--- Begin Available records ---

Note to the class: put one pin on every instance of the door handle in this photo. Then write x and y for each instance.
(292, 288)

--- End Available records ---
--- Begin Available records ---

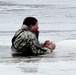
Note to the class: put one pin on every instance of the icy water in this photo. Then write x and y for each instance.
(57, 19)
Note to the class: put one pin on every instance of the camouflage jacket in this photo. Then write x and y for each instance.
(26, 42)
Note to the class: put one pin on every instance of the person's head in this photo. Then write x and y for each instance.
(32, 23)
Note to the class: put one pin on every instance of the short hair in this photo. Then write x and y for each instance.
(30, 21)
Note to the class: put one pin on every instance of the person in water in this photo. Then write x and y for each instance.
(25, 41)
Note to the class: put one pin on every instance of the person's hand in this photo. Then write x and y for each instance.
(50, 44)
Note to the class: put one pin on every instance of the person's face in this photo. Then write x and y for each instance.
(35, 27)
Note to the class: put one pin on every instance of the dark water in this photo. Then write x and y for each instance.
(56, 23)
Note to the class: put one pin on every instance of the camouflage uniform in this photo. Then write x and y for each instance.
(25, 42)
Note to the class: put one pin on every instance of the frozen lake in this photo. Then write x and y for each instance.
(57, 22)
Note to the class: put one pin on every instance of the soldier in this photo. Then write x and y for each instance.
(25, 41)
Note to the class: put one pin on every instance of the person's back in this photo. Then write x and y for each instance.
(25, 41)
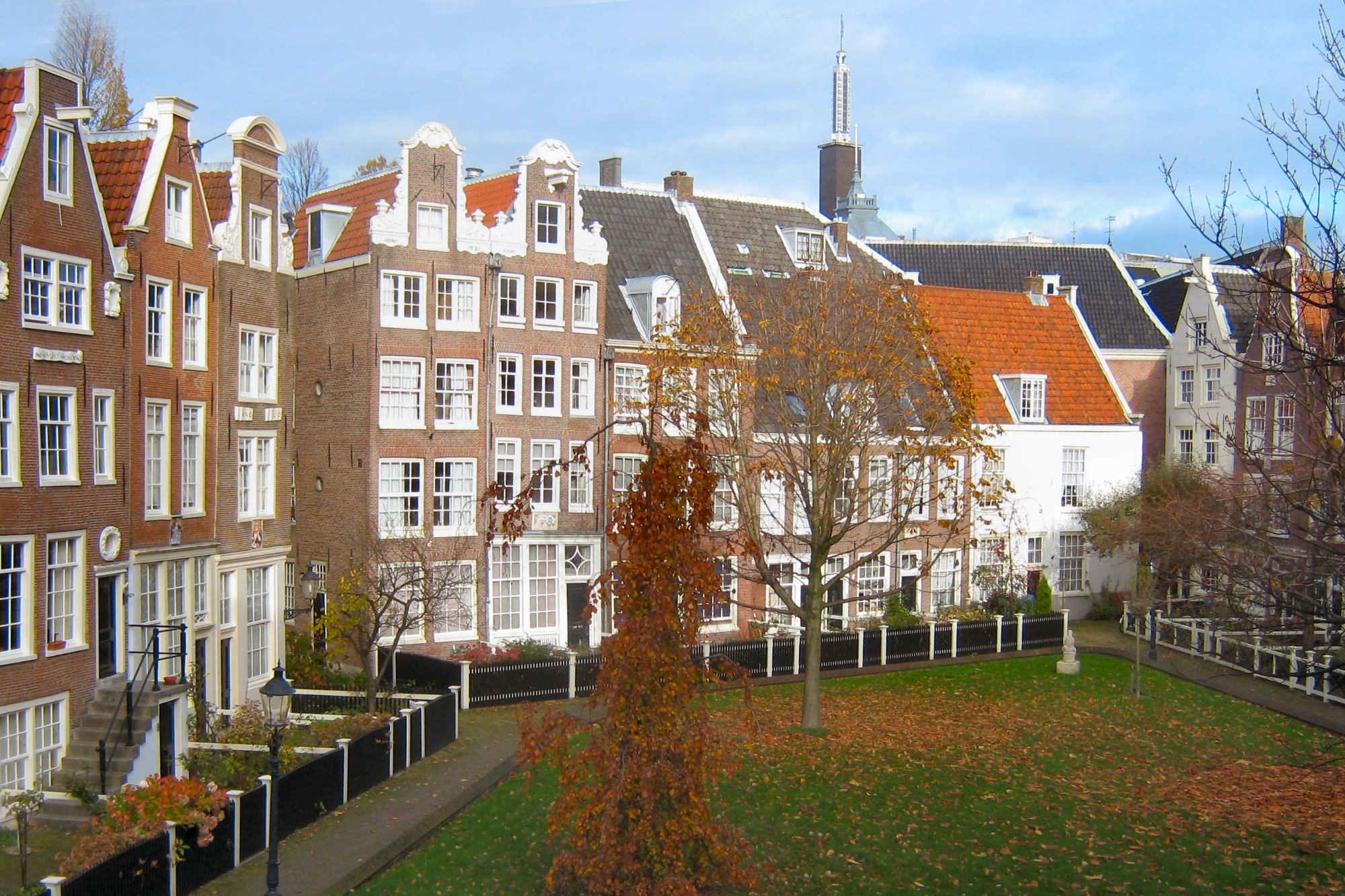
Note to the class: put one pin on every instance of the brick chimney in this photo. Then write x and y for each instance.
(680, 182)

--- End Available records ---

### Exercise details
Display each row above that contains the word "camouflage". Case counts.

### Task answer
Note to the class: put one pin on every instance of the camouflage jacket in this photo. Then write x and y for each instance.
Note to the class: put one pin on every instance of the camouflage uniform in this photo. Then write x and y for each instance.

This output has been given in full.